(Spatial annotation records)

------------------------

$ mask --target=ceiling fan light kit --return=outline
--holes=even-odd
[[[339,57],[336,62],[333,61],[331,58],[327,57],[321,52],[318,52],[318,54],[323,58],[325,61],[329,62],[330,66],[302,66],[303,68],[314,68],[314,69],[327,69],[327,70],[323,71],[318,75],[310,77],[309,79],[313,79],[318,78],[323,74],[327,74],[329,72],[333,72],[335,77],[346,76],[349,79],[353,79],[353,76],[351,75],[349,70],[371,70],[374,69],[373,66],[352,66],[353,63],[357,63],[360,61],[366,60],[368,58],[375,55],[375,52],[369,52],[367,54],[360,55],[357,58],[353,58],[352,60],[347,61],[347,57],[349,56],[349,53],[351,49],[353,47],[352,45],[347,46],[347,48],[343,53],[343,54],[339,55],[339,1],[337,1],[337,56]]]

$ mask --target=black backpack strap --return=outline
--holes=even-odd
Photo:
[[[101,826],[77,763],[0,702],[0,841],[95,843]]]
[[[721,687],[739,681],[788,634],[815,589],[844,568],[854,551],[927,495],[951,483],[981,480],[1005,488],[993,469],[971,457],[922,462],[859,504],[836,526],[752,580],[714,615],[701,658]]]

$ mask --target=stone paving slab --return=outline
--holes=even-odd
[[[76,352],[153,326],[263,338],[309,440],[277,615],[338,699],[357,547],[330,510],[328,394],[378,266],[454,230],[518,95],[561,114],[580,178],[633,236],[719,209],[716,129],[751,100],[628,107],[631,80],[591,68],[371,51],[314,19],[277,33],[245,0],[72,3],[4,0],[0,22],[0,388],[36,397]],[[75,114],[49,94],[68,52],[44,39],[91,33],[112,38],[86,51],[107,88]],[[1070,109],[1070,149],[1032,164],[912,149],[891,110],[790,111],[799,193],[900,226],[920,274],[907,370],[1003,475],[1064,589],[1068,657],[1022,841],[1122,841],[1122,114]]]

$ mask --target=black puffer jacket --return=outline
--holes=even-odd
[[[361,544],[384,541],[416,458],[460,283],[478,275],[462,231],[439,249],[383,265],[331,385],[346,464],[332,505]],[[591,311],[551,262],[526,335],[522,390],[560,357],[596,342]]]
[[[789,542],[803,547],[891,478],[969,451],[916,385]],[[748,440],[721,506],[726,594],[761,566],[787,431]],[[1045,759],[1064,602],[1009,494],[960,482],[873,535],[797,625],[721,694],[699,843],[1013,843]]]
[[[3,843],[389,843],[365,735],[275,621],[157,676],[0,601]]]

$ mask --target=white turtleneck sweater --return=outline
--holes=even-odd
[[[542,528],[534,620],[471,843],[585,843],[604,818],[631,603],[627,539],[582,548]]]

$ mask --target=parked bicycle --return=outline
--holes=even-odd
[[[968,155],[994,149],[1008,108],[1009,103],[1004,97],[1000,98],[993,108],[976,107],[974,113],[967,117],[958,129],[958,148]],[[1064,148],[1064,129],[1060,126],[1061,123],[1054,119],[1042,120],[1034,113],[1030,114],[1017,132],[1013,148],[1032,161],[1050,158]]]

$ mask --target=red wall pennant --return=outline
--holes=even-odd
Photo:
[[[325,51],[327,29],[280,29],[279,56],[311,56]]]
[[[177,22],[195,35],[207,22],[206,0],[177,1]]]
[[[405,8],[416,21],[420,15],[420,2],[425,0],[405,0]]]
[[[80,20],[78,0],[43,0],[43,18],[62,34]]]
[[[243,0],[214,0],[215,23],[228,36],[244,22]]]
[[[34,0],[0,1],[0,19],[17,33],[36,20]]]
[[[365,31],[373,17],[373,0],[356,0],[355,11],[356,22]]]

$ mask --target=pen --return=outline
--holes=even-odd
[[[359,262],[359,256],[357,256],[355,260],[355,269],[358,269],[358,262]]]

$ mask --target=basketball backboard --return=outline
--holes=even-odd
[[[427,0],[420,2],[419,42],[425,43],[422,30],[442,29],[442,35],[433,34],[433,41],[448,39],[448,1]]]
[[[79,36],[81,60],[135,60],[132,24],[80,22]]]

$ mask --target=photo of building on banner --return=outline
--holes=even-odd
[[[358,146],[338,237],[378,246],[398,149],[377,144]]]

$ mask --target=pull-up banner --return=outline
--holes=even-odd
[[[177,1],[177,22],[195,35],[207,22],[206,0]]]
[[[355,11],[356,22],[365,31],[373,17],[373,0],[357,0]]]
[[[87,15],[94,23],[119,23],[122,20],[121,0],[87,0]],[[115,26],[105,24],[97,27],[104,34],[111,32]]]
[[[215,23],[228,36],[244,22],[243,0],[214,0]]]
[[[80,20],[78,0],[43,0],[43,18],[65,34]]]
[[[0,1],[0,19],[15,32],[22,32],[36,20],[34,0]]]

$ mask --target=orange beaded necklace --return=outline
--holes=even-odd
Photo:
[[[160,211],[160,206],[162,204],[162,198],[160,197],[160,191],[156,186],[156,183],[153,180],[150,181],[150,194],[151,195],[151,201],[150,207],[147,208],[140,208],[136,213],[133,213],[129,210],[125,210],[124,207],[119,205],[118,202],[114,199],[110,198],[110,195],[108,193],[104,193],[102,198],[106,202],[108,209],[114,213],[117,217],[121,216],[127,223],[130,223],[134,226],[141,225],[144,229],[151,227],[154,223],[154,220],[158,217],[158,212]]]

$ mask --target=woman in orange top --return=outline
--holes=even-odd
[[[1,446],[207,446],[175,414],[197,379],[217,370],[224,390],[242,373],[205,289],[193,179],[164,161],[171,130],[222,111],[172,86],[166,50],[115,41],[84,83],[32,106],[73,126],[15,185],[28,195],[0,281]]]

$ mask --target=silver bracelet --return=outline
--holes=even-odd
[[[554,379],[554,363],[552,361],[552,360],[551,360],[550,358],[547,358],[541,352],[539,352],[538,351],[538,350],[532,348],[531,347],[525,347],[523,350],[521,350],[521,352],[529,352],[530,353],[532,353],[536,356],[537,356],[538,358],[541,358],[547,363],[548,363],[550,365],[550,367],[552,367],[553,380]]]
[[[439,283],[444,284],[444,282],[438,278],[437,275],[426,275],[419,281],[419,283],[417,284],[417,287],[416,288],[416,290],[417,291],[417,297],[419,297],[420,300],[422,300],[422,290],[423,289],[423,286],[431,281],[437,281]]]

------------------------

What to work on: From the rows above, extract each line that contains the string "banner" and copy it in full. Case matters, so a line counts only if its letters match in uppercase and lowercase.

Response below:
$ mask --target=photo of building on banner --return=outline
$ mask --target=pull-up banner --return=outline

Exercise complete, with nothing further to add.